··· Material provided

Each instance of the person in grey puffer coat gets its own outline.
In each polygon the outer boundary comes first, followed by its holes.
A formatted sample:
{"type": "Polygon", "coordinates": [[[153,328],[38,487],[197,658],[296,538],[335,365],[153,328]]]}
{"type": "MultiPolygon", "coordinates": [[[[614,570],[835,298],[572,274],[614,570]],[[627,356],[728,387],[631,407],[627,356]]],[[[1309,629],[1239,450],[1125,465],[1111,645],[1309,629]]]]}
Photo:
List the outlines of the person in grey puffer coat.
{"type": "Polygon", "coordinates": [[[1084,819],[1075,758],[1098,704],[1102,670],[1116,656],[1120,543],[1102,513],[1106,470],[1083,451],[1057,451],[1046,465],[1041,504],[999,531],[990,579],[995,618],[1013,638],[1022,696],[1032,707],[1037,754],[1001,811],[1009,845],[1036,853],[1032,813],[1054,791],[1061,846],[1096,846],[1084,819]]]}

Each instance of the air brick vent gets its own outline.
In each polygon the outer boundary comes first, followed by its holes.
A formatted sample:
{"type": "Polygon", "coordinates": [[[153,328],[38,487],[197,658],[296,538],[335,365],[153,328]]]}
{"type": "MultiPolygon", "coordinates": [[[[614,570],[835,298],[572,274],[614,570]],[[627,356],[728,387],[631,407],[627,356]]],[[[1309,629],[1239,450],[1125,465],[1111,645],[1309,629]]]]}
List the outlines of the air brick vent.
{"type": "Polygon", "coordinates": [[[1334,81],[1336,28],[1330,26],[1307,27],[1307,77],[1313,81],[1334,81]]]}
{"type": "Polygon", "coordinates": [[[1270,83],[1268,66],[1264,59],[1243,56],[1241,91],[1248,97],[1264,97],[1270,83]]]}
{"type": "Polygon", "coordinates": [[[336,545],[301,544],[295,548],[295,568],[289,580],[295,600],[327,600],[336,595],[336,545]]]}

······

(Requirements):
Write out every line of the material above again, requests included, and shift each coordinate value in the answer outlines by -110, leaving the requests and their formatted samples unchanged.

(Task result):
Each instance of the person in grey puffer coat gets its own outline.
In each polygon the outer boundary comes first, followed by its holes.
A formatted sample:
{"type": "Polygon", "coordinates": [[[153,328],[38,487],[197,658],[296,538],[335,365],[153,328]]]}
{"type": "MultiPolygon", "coordinates": [[[[614,570],[835,298],[572,274],[614,570]],[[627,356],[728,387],[631,407],[627,356]]],[[[1309,629],[1239,450],[1125,465],[1111,645],[1309,629]]]]}
Photo:
List the outlines of the person in grey puffer coat.
{"type": "Polygon", "coordinates": [[[974,709],[965,648],[988,594],[992,560],[1006,546],[1010,433],[992,403],[996,360],[973,341],[947,341],[936,355],[931,394],[889,421],[880,469],[885,508],[903,528],[912,586],[922,597],[927,644],[891,701],[899,735],[926,743],[922,703],[944,681],[951,736],[986,736],[974,709]]]}

Each instance of the air brick vent gets its own outline.
In each polygon the outer boundary comes first, followed by its holes.
A formatted sample:
{"type": "Polygon", "coordinates": [[[153,328],[38,487],[197,658],[296,538],[335,365],[153,328]]]}
{"type": "MultiPolygon", "coordinates": [[[[614,570],[835,298],[572,274],[614,570]],[[627,356],[728,387],[631,407],[627,356]]],[[[1309,629],[1239,450],[1125,465],[1111,645],[1309,629]]]]}
List the outlines of the air brick vent.
{"type": "Polygon", "coordinates": [[[1224,-29],[1226,-82],[1220,-84],[1197,-83],[1197,-33],[1203,-29],[1224,-29]]]}
{"type": "Polygon", "coordinates": [[[1160,-27],[1158,-44],[1154,-51],[1133,-54],[1131,-19],[1138,-13],[1154,-13],[1160,-27]]]}
{"type": "Polygon", "coordinates": [[[226,435],[191,434],[185,438],[185,458],[179,470],[185,490],[217,490],[226,485],[226,435]]]}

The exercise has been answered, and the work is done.